◆ Tekst źródłowy
···

Poznajcie go. To rozweselacz moich porannych spacerów.
Na zdjęciu w pandemicznym anturażu i fantazyjnie skomponowanej
garderobie.Wąsacz (choć nie zawsze nosił wąsy)
w przeciwsłonecznych okularach (bladym, zimowym świtem),
damskim kapeluszu i maseczce.Co prawda zasłania ona tylko czubek
nosa,ale takiego uśmiechu żadna maseczka nie jest w stanie ukryć.
Nie mam pojęcia, kto pierwszy wpadł na pomysł, by zamienić kołek przy
leśnej drodze w sympatycznego ludka
(czy może raczej mazowiecki totem).
Nie wiem, kto później dbał o jego garderobiane metamorfozy.
Ale uwielbiam to dzieło anonimowych twórców las artu.
A może już go znacie? Może i was rozwesela podczas wypadów z psem
do lasu czy joggingu? Pewnego dnia ucięłam sobie pogawędkę
z sympatyczną panią, którą już po raz kolejny mijałam podczas spaceru.
Okazało się, że trasę jej wędrówek z kijkami wyznacza „chłopek”, na zasadzie do „chłopka” i z powrotem.
Dla niej też był znaczący (dosłownie i w przenośni). Więc może i wy macie jakieś doświadczenia
z nim związane? Może i wy go uwielbiacie? Może uwieczniliście na zdjęciach jego poprzednie wcielenia?
Jeżeli tak:
– prześlijcie nam zdjęcia „chłopka” na adres: konkursy@nok.pl
– lub/i opowieści o nim.
Będziemy je publikować na blogu Galerii 51 m2. A jeśli sytuacja na to pozwoli, przygotujemy wystawę.

···

◆ Dane do ćwiczenia
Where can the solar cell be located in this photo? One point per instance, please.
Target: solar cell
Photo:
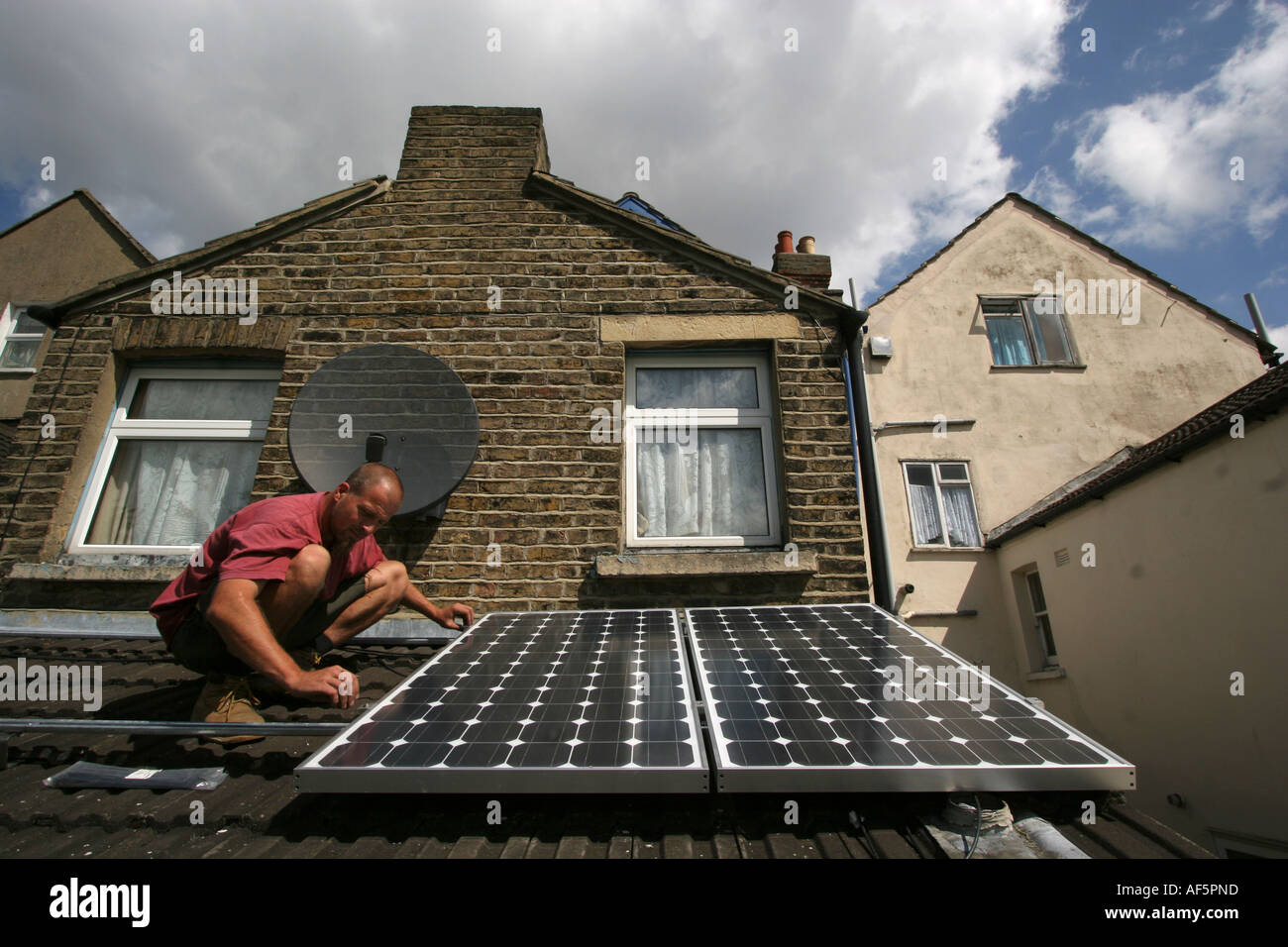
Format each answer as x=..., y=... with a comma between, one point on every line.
x=848, y=697
x=531, y=702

···

Co według tekstu o leśnym ludku wyznacza „chłopek” pani mijanej podczas spacerów?

◆ Odpowiedź
Wyznacza trasę jej wędrówek z kijkami: pani chodzi do „chłopka” i z powrotem.